▸ GOALS:
a. Repeat, word for word, the stretch of the Rust whitespace thread from "Looks like the" through "Java does not.)".
b. How many lines in the rows contain the string "Your"? Case counts, and the reply should be the number alone.

It's quite strange that Rust classifies \0 as a control character rather than a whitespace character. This is a little counter - intuitive. In other programming languages, \0 is usually classified as a whitespace character. What's the consideration behind this?
Looks like the Java function considers any C0 control code plus the ASCII space character (0x20) to be whitespace. That is, the Java definition of whitespace for this method is different than the Unicode definition of whitespace that the Rust str implementation uses.[1]
The difference in what is considered whitespace explains the difference in behavior. Presumably the Java method won't remove non-breaking spaces and the like either, for example.[2]
You had an expectation due to your background. That's reasonable. But as it turns out, Rust has a different definition of whitespace than the Java trim function, based on the Unicode standard.[1] That definition is unlikely to change to arbitrary include \0.[2][3] (It also means that str::trim trims things that Java does not.)
Bummer, but so it goes. If you need a method that trims \0 (or other C0 codes) ((and-or doesn't trim non-ASCII unicode whitespace)), you'll need another method than str::trim, be it provided by a crate or your own creation.
other language such as Python also have other interpretations, etc. ↩︎
It is not classified as whitespace in C, Python, C#, Swift, Go, OCaml, or Haskell. I also believe it is not considered whitespace by most regex engines.

▸ DATA SHOWN:
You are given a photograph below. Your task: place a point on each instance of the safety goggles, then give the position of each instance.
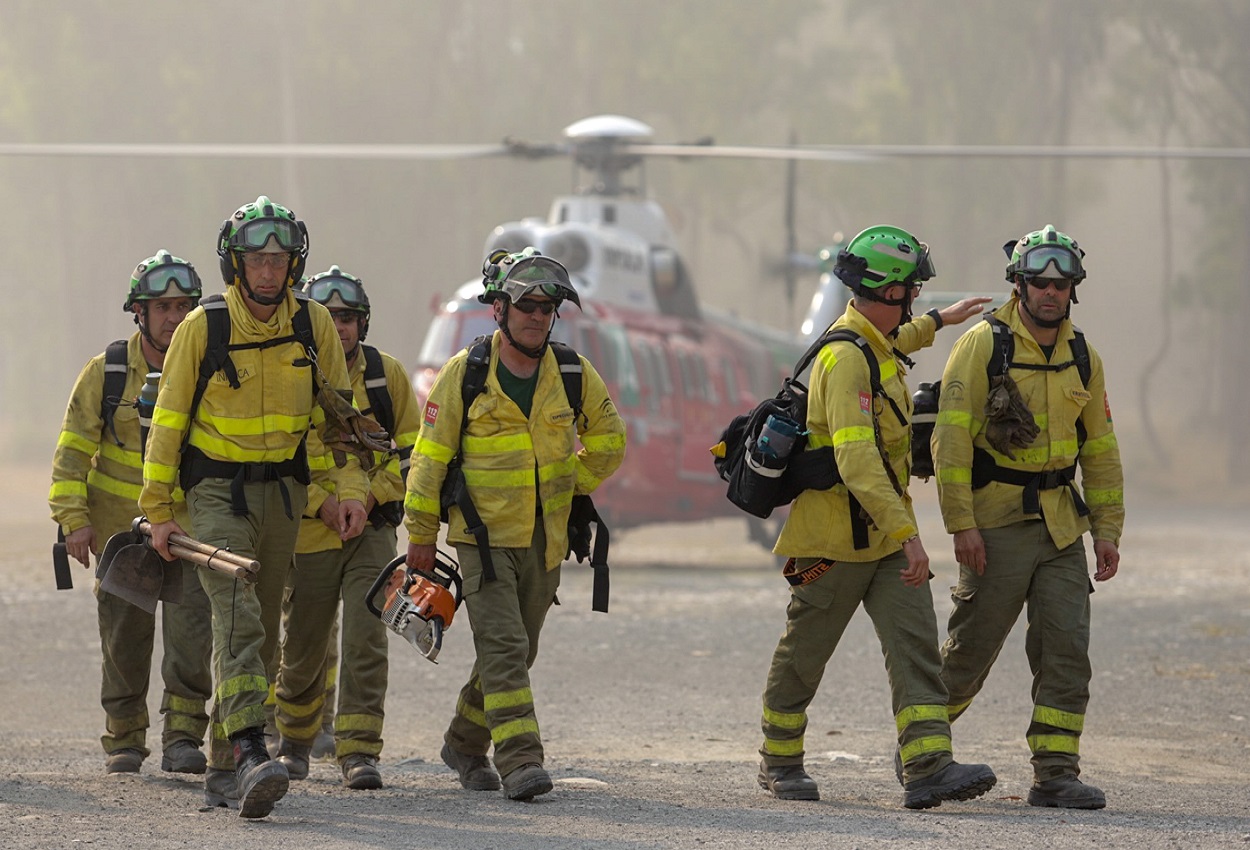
(349, 291)
(1035, 261)
(156, 281)
(529, 305)
(255, 234)
(924, 268)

▸ TASK SOLUTIONS:
a.
Looks like the Java function considers any C0 control code plus the ASCII space character (0x20) to be whitespace. That is, the Java definition of whitespace for this method is different than the Unicode definition of whitespace that the Rust str implementation uses.[1]
The difference in what is considered whitespace explains the difference in behavior. Presumably the Java method won't remove non-breaking spaces and the like either, for example.[2]
You had an expectation due to your background. That's reasonable. But as it turns out, Rust has a different definition of whitespace than the Java trim function, based on the Unicode standard.[1] That definition is unlikely to change to arbitrary include \0.[2][3] (It also means that str::trim trims things that Java does not.)

b. 1